| MATERIAL |

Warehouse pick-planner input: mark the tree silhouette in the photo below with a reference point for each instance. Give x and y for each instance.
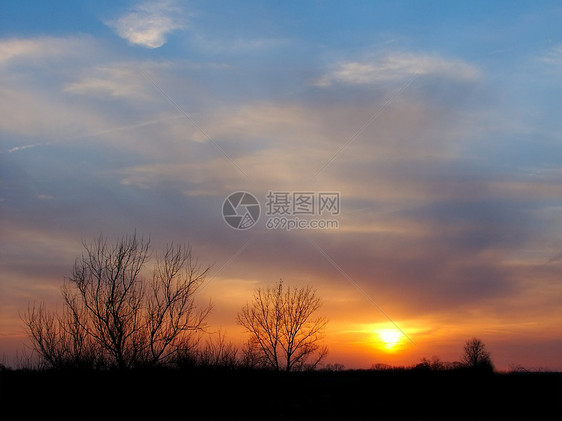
(475, 355)
(113, 316)
(284, 333)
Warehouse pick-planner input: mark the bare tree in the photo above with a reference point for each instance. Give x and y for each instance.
(284, 332)
(475, 355)
(113, 313)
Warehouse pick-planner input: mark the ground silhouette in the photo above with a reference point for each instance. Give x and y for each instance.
(230, 393)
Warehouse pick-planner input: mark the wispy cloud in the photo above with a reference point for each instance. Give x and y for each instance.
(148, 23)
(396, 66)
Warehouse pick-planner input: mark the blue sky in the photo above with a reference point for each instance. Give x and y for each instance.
(438, 123)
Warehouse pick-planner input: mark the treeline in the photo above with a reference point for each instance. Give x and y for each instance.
(125, 307)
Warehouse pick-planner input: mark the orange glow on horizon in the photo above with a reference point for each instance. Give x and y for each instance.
(390, 339)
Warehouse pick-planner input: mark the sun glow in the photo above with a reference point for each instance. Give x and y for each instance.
(389, 338)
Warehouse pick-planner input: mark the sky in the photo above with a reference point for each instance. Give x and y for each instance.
(436, 123)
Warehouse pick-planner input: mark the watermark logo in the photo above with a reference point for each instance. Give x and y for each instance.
(241, 210)
(285, 210)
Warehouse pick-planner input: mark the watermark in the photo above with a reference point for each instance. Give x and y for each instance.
(241, 210)
(284, 210)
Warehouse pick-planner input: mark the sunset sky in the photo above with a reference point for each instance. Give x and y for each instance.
(438, 123)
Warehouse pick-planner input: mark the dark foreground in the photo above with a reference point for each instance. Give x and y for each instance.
(238, 394)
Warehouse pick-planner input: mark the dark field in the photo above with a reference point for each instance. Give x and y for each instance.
(251, 394)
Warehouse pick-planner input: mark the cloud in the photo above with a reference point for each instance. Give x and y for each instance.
(397, 66)
(149, 23)
(33, 50)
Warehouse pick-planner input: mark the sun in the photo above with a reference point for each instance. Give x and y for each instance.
(390, 338)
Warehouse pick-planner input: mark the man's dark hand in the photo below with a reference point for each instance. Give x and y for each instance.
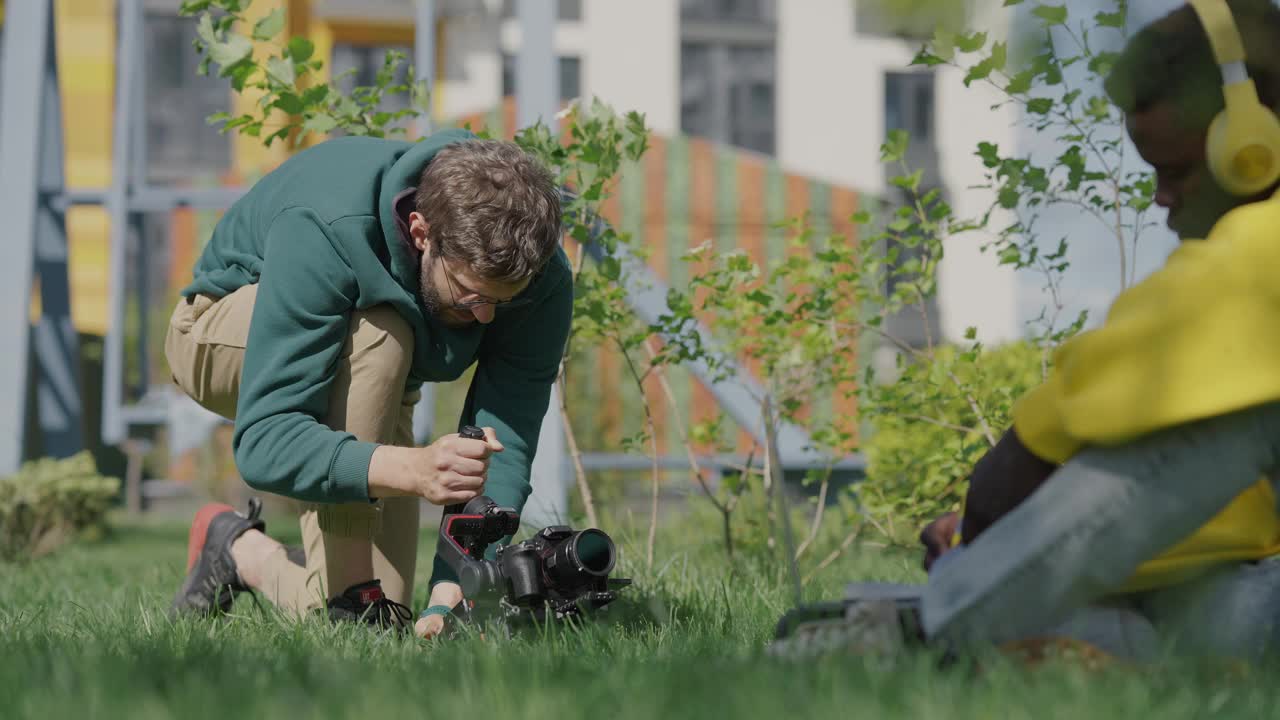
(937, 536)
(1005, 477)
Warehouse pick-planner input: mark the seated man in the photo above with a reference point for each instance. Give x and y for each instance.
(1130, 504)
(344, 279)
(1164, 418)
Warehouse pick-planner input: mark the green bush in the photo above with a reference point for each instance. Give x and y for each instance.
(928, 429)
(49, 502)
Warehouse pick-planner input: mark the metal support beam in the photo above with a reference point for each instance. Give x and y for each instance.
(30, 160)
(424, 69)
(740, 395)
(536, 77)
(128, 68)
(424, 60)
(536, 100)
(58, 387)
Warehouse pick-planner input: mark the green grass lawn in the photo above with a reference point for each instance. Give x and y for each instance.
(83, 634)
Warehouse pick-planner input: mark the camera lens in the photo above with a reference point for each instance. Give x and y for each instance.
(580, 557)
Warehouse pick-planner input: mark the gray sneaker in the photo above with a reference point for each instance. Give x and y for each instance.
(213, 582)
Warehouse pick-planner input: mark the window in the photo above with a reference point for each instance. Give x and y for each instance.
(909, 104)
(730, 10)
(181, 142)
(570, 76)
(361, 64)
(728, 72)
(567, 10)
(908, 19)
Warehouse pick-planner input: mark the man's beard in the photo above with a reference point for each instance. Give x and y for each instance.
(432, 300)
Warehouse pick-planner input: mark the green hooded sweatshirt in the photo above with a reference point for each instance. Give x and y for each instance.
(320, 237)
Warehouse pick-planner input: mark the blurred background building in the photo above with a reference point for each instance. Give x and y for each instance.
(763, 110)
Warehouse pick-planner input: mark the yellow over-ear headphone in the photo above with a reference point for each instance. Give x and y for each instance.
(1243, 146)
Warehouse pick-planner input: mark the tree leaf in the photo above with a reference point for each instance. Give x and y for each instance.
(280, 71)
(289, 103)
(320, 122)
(270, 26)
(1051, 14)
(1040, 105)
(1110, 19)
(301, 49)
(1020, 82)
(970, 42)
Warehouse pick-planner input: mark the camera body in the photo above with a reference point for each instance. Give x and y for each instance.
(557, 573)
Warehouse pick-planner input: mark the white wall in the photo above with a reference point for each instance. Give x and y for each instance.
(631, 58)
(471, 73)
(831, 122)
(830, 112)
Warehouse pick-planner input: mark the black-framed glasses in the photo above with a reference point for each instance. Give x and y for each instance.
(517, 301)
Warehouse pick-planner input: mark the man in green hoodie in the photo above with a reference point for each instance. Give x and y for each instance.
(343, 281)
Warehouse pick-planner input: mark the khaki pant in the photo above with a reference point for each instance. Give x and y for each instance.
(205, 346)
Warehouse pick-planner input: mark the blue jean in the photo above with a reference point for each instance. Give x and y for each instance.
(1051, 566)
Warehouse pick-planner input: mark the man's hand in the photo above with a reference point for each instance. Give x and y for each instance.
(937, 536)
(1006, 475)
(443, 593)
(449, 470)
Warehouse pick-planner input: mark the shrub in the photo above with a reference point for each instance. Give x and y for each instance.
(926, 433)
(49, 502)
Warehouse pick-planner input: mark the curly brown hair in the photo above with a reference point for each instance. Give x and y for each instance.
(1171, 60)
(490, 205)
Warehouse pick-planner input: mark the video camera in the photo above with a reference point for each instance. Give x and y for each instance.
(557, 573)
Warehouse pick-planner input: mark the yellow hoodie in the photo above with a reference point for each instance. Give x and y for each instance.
(1200, 337)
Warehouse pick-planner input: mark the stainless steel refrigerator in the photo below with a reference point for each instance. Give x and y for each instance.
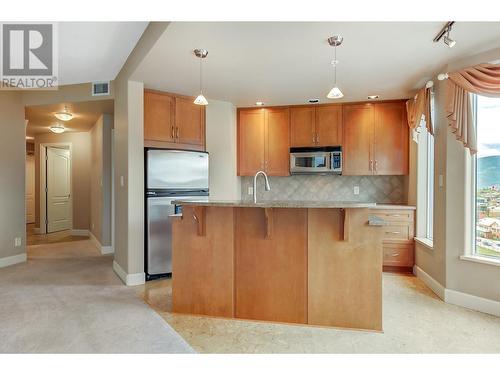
(170, 175)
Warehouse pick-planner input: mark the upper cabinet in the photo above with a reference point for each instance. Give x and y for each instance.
(316, 126)
(375, 139)
(264, 141)
(173, 121)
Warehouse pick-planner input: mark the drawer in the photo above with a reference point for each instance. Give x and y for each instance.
(397, 232)
(395, 216)
(398, 255)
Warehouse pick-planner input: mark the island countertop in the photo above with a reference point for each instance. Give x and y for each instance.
(275, 204)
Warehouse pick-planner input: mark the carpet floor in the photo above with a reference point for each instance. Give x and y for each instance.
(67, 299)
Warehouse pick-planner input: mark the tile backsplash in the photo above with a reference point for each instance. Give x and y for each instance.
(379, 189)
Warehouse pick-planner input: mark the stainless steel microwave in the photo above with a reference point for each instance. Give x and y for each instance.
(311, 160)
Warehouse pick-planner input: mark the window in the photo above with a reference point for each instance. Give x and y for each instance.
(486, 175)
(430, 186)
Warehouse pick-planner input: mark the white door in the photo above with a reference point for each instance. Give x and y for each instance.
(30, 189)
(58, 189)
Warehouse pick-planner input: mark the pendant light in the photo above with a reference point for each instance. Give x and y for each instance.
(200, 99)
(335, 92)
(58, 129)
(65, 115)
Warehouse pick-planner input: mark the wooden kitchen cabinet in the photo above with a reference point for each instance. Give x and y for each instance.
(268, 264)
(375, 139)
(173, 121)
(189, 121)
(158, 117)
(302, 126)
(358, 140)
(329, 125)
(316, 126)
(390, 139)
(264, 141)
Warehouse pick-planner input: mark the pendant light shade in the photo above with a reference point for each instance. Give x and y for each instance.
(64, 115)
(335, 92)
(200, 99)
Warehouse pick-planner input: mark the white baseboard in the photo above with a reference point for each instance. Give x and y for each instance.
(455, 297)
(105, 250)
(14, 259)
(80, 232)
(129, 279)
(435, 286)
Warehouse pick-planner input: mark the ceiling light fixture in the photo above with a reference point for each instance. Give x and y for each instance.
(58, 129)
(200, 99)
(65, 115)
(335, 92)
(445, 35)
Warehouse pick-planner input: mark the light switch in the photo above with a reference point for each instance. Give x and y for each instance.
(440, 180)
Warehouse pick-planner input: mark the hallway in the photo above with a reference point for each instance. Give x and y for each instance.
(67, 299)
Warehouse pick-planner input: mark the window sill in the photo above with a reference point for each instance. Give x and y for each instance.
(480, 259)
(428, 243)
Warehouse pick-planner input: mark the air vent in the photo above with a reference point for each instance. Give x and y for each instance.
(100, 88)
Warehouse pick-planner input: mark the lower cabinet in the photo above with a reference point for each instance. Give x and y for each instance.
(270, 258)
(398, 243)
(203, 282)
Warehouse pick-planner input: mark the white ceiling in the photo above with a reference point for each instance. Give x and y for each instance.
(288, 63)
(95, 51)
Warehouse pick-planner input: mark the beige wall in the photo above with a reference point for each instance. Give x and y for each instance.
(129, 161)
(64, 94)
(80, 172)
(12, 160)
(100, 179)
(443, 262)
(221, 145)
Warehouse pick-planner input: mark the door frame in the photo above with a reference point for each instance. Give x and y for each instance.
(43, 183)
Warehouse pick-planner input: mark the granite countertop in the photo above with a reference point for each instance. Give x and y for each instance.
(391, 206)
(276, 204)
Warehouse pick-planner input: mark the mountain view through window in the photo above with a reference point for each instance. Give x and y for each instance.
(488, 177)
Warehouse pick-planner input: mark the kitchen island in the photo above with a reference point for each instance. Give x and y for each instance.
(305, 262)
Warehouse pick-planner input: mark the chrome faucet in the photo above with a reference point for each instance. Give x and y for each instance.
(268, 187)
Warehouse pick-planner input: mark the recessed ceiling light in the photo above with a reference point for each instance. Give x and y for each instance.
(58, 129)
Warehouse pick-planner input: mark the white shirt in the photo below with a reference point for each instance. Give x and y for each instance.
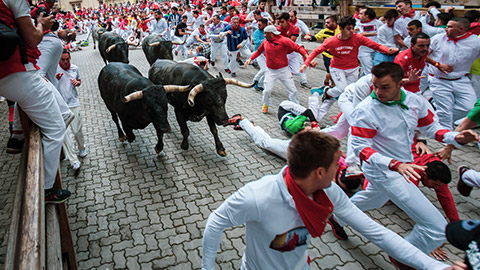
(460, 54)
(369, 27)
(268, 211)
(386, 36)
(65, 86)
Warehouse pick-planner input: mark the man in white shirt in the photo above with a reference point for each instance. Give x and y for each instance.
(68, 79)
(283, 212)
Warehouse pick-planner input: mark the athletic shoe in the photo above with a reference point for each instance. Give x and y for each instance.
(15, 146)
(265, 108)
(353, 172)
(462, 187)
(82, 153)
(55, 195)
(69, 119)
(400, 265)
(234, 119)
(318, 90)
(305, 84)
(325, 95)
(337, 230)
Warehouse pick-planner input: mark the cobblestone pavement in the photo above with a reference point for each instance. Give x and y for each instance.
(132, 209)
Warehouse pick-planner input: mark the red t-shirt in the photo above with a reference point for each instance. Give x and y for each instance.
(276, 51)
(408, 63)
(292, 30)
(345, 52)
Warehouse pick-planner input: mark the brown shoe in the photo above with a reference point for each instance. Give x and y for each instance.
(462, 187)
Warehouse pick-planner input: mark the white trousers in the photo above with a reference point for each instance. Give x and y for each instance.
(429, 230)
(366, 60)
(51, 49)
(260, 76)
(35, 95)
(75, 130)
(476, 83)
(283, 75)
(295, 61)
(453, 99)
(264, 141)
(222, 47)
(472, 178)
(232, 57)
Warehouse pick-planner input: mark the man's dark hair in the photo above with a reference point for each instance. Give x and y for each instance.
(391, 69)
(433, 4)
(416, 23)
(303, 152)
(419, 35)
(464, 22)
(347, 20)
(406, 2)
(390, 14)
(284, 15)
(264, 21)
(472, 15)
(370, 13)
(438, 171)
(332, 17)
(445, 17)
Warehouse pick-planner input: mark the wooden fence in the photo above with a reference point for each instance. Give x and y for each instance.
(39, 236)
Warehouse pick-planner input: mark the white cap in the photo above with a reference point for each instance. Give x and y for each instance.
(271, 29)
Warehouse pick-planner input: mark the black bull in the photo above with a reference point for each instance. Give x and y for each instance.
(113, 48)
(156, 47)
(206, 98)
(135, 100)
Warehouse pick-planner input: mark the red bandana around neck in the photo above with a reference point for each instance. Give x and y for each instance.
(411, 14)
(314, 213)
(456, 39)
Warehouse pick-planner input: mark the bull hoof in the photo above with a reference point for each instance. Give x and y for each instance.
(222, 153)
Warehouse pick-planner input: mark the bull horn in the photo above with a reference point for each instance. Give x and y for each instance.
(191, 96)
(175, 88)
(154, 44)
(133, 96)
(111, 48)
(239, 83)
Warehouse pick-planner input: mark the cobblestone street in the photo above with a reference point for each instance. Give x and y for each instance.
(133, 209)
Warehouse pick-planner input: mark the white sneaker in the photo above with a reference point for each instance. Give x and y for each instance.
(82, 153)
(353, 171)
(76, 165)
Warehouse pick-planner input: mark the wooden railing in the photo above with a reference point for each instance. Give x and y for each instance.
(39, 236)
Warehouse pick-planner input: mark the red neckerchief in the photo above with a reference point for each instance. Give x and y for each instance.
(464, 36)
(314, 213)
(411, 14)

| TASK INSTRUCTIONS |
Extract every line from the one containing "Warehouse pick-planner input: mark the black bull" to the end of the entries, including both of those lines, exactly as given and with nothing added.

| PROBLEM SOLUTION |
Warehouse pick-planner input: mark the black bull in the photo above with a reference point for each instance. Give x and y for each instance.
(113, 48)
(156, 47)
(206, 98)
(135, 100)
Warehouse pick-planner input: mark the red bandana around neck in the photo above with a reference point for each instance. Give x and y for each instance.
(411, 14)
(314, 213)
(456, 39)
Warehouse pick-planner input: mark the bull hoof in the photo above with a reference point for each instance. Give x and y for each instance.
(222, 153)
Warehouse pick-planner input: mark the bull horn in the photo above with a reference point for each instance. Give x and y for each instance.
(191, 96)
(175, 88)
(154, 44)
(133, 96)
(111, 48)
(239, 83)
Warehouse pick-planner input: mark the cobblestone street in the photo above with a reference point for each instance. Give x and y for each instance.
(133, 209)
Warehouse pick-planner input: mark the white sneaker in the photo above with a reference point for each instance. Give x and y for each instance.
(82, 153)
(353, 171)
(76, 165)
Warehouse pick-planner input: mark the wooden railing in the photo above with a reference point for each instance. Give x and y for each instance.
(39, 236)
Warehouse pick-planner input: mark the red neckerchief in the photo above with a reference point for each instance. Give x and y for each instance.
(464, 36)
(314, 213)
(411, 14)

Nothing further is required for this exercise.